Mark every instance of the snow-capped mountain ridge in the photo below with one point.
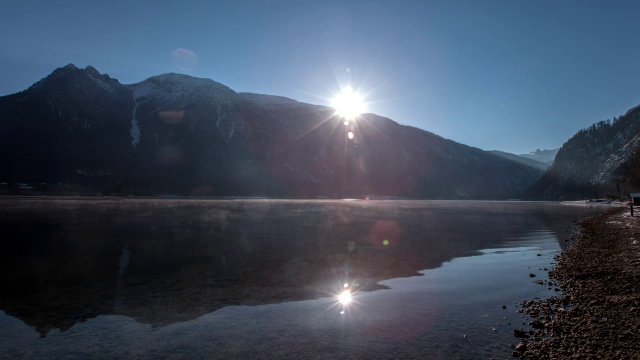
(176, 134)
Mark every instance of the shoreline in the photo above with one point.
(597, 315)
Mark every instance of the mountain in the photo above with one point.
(545, 156)
(602, 160)
(542, 166)
(175, 134)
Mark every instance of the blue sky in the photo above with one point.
(507, 75)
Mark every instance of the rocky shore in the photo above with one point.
(598, 314)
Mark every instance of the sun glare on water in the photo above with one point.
(348, 104)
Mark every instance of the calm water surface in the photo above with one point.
(191, 279)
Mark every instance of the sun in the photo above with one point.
(348, 104)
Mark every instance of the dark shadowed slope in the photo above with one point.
(598, 161)
(176, 134)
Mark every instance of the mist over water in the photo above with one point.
(122, 278)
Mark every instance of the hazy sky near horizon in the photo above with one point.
(506, 75)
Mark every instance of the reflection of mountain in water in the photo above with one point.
(164, 261)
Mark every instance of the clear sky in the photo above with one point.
(508, 75)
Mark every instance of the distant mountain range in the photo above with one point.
(81, 131)
(602, 160)
(544, 156)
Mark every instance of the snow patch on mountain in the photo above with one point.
(269, 101)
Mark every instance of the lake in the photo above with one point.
(195, 278)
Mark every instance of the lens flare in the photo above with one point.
(345, 297)
(348, 104)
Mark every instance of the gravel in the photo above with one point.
(597, 315)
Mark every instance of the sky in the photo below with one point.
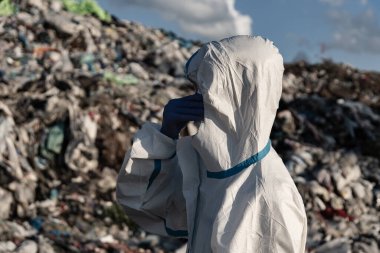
(346, 31)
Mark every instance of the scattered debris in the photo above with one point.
(75, 88)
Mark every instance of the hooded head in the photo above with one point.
(240, 79)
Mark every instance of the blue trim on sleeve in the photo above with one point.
(241, 166)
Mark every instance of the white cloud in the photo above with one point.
(355, 33)
(211, 19)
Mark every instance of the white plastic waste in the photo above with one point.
(225, 188)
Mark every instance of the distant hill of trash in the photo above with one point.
(75, 85)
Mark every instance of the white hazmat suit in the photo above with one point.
(225, 188)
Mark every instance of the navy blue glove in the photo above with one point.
(178, 112)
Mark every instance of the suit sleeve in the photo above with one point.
(149, 184)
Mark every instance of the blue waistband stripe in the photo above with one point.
(175, 233)
(241, 166)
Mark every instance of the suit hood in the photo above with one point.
(240, 79)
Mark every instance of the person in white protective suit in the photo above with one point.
(225, 188)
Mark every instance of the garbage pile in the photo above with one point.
(75, 88)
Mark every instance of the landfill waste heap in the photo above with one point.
(77, 83)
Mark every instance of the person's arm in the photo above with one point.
(149, 185)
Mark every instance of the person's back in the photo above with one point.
(225, 188)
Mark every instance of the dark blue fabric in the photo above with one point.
(156, 171)
(241, 166)
(175, 233)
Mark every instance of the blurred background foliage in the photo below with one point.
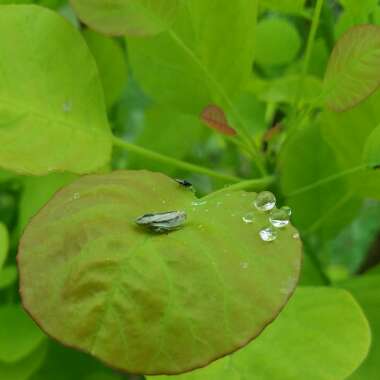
(339, 221)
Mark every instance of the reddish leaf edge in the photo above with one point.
(215, 118)
(121, 370)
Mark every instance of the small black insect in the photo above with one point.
(184, 182)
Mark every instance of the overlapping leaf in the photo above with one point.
(149, 303)
(366, 291)
(132, 17)
(307, 341)
(193, 64)
(353, 70)
(19, 336)
(52, 113)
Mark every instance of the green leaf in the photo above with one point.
(62, 363)
(153, 303)
(19, 336)
(168, 132)
(52, 113)
(285, 89)
(355, 125)
(286, 6)
(309, 340)
(110, 59)
(186, 67)
(372, 148)
(23, 369)
(353, 70)
(132, 17)
(36, 192)
(325, 208)
(8, 276)
(366, 291)
(273, 34)
(354, 13)
(4, 244)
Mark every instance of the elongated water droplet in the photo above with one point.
(248, 217)
(287, 209)
(279, 218)
(198, 203)
(268, 234)
(265, 201)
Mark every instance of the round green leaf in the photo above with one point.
(52, 112)
(278, 42)
(4, 244)
(19, 336)
(321, 335)
(353, 69)
(153, 303)
(132, 17)
(365, 289)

§ Task to carry out
In your copy, leave out the pictures and reproduce the material above exactly.

§ The completed task
Mark every instance of the snow-capped mountain ridge in the photo below with one point.
(176, 134)
Mark every instance of the shoreline in the photo above with one point.
(597, 315)
Mark every instance of the mountain in the photo above with one point.
(545, 156)
(602, 160)
(542, 166)
(175, 134)
Mark every instance of the blue sky in the photo above with one point.
(507, 75)
Mark every instance of the rocky shore in the photo above with one point.
(598, 314)
Mark every instance of the sun glare on water in the photo above with one point.
(348, 104)
Mark every instance of the calm water surface in the photo above with one point.
(191, 279)
Mark every instance of the sun in the photo above with one point.
(348, 104)
Mark every instance of the dark shadowed slope in the photo above with one point.
(598, 161)
(176, 134)
Mark every instance of the mist over water in the photo above with one point.
(122, 278)
Mark every instance of the hazy sky near horizon in the photo above with one point.
(506, 75)
Mark every instance of the reflection of mountain in water in the photo above with one point.
(164, 261)
Mark every instance of the clear sky in the photo above with one point.
(508, 75)
Mark every instance of the distant mountain range in the photo above with one point.
(81, 131)
(602, 160)
(544, 156)
Mark every instance of the snow patch on mountain in the photo above with one point.
(269, 101)
Mark every instance of the lake in the photo above with one point.
(195, 278)
Mark every instance of the lens flare in the photo above with one point.
(345, 297)
(348, 104)
Mark every instance of the gravel in the photo above with one point.
(597, 315)
Mark every instance of the sky in the photo below with one point.
(346, 31)
Mark every instance of the scattered debris in the photo above with one point.
(75, 88)
Mark every instance of the hooded head in the photo above with one point.
(240, 79)
Mark every instance of the blue trim on sleeve in the photo above with one point.
(241, 166)
Mark every instance of the white cloud in the photo above with one point.
(355, 33)
(211, 19)
Mark every instance of the white plastic waste in the photo above with one point.
(225, 188)
Mark every instance of the distant hill of trash in the photo above with one point.
(75, 85)
Mark every instance of the white hazmat suit in the photo above with one point.
(225, 188)
Mark every instance of the navy blue glove in the photo above with one point.
(178, 112)
Mark every instance of the suit sleeve in the photo above with one point.
(149, 184)
Mark every instance of the blue waistband stripe in the photo above with one point.
(175, 233)
(241, 166)
Mark every instance of the suit hood in the photo above with one point.
(240, 79)
Mark every instance of the person in white protective suit in the photo above with one point.
(225, 188)
Mark every instance of the garbage pile in the photo above with one point.
(75, 88)
Mark every instance of the landfill waste heap in the photo above with one point.
(77, 83)
Mark every instance of the person's arm in the photo above with one point.
(149, 185)
Mark every instance of the person's back in the photo above with one point.
(225, 188)
Mark every instance of the dark blue fabric in the photo above with one point.
(156, 171)
(241, 166)
(175, 233)
Mark every instance of the blurred background foliage in the photo below with one point.
(339, 221)
Mark every instance of the reddish leaf edge in the photo above with one point.
(215, 118)
(121, 370)
Mark every instance of the small black insect in the photo above with one point.
(184, 182)
Mark every instance of the overlapping leaf in the photo above with one point.
(149, 303)
(366, 291)
(132, 17)
(307, 341)
(193, 64)
(353, 70)
(19, 336)
(52, 113)
Mark every instance of the green leaf in the photo above with one point.
(62, 363)
(153, 303)
(19, 336)
(168, 132)
(52, 113)
(285, 89)
(355, 125)
(286, 6)
(309, 340)
(110, 59)
(186, 67)
(372, 148)
(23, 369)
(353, 70)
(132, 17)
(36, 192)
(325, 208)
(8, 276)
(366, 291)
(273, 34)
(354, 13)
(4, 244)
Mark every instance of the elongated water droplet in the photo above with one point.
(248, 217)
(287, 209)
(279, 218)
(198, 203)
(268, 234)
(265, 201)
Mark every instance of the round green leaf in the photo above with one point.
(52, 112)
(278, 42)
(4, 244)
(19, 336)
(321, 335)
(353, 69)
(153, 303)
(132, 17)
(365, 289)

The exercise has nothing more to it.